**Stated task:** Reproduce the listing below with "blue information board" swapped for "blue notice board" and all other text left as it is. Omit the pictures from your answer.

Data extracted from a collection

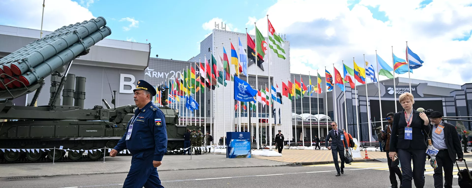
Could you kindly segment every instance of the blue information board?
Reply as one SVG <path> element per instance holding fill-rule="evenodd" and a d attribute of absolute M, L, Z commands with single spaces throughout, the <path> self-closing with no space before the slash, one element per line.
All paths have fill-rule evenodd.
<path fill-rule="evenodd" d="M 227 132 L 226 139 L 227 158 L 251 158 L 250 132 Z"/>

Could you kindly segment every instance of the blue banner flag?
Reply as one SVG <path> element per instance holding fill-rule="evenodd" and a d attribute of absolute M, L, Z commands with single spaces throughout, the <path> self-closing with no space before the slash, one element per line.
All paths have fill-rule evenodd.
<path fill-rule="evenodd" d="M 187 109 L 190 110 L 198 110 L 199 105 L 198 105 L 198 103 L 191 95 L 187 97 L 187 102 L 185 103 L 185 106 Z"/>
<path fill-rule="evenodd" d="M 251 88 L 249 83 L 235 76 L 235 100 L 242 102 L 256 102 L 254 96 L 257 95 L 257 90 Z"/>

**Task output:**
Could you kindly segment every instance of the blue notice board?
Reply as one SVG <path> element per instance holding fill-rule="evenodd" and a d attribute of absolute M, L, Z commands with single spaces throughout, the <path> self-closing with no space before the slash, one element per line.
All paths have fill-rule evenodd.
<path fill-rule="evenodd" d="M 227 132 L 226 139 L 227 158 L 251 158 L 250 132 Z"/>

Could you kindly segment every instance of the blue banner flag?
Reply as one SVG <path> element per instance holding fill-rule="evenodd" and a d attribute of absolute M, L, Z commands with single spaces throughout, the <path> self-closing with no space before the slash, one element per line.
All paths have fill-rule evenodd.
<path fill-rule="evenodd" d="M 187 109 L 190 110 L 198 110 L 199 105 L 198 105 L 198 103 L 191 95 L 187 97 L 187 102 L 185 103 L 185 106 Z"/>
<path fill-rule="evenodd" d="M 251 88 L 249 83 L 235 76 L 235 100 L 242 102 L 256 102 L 254 96 L 257 95 L 257 90 Z"/>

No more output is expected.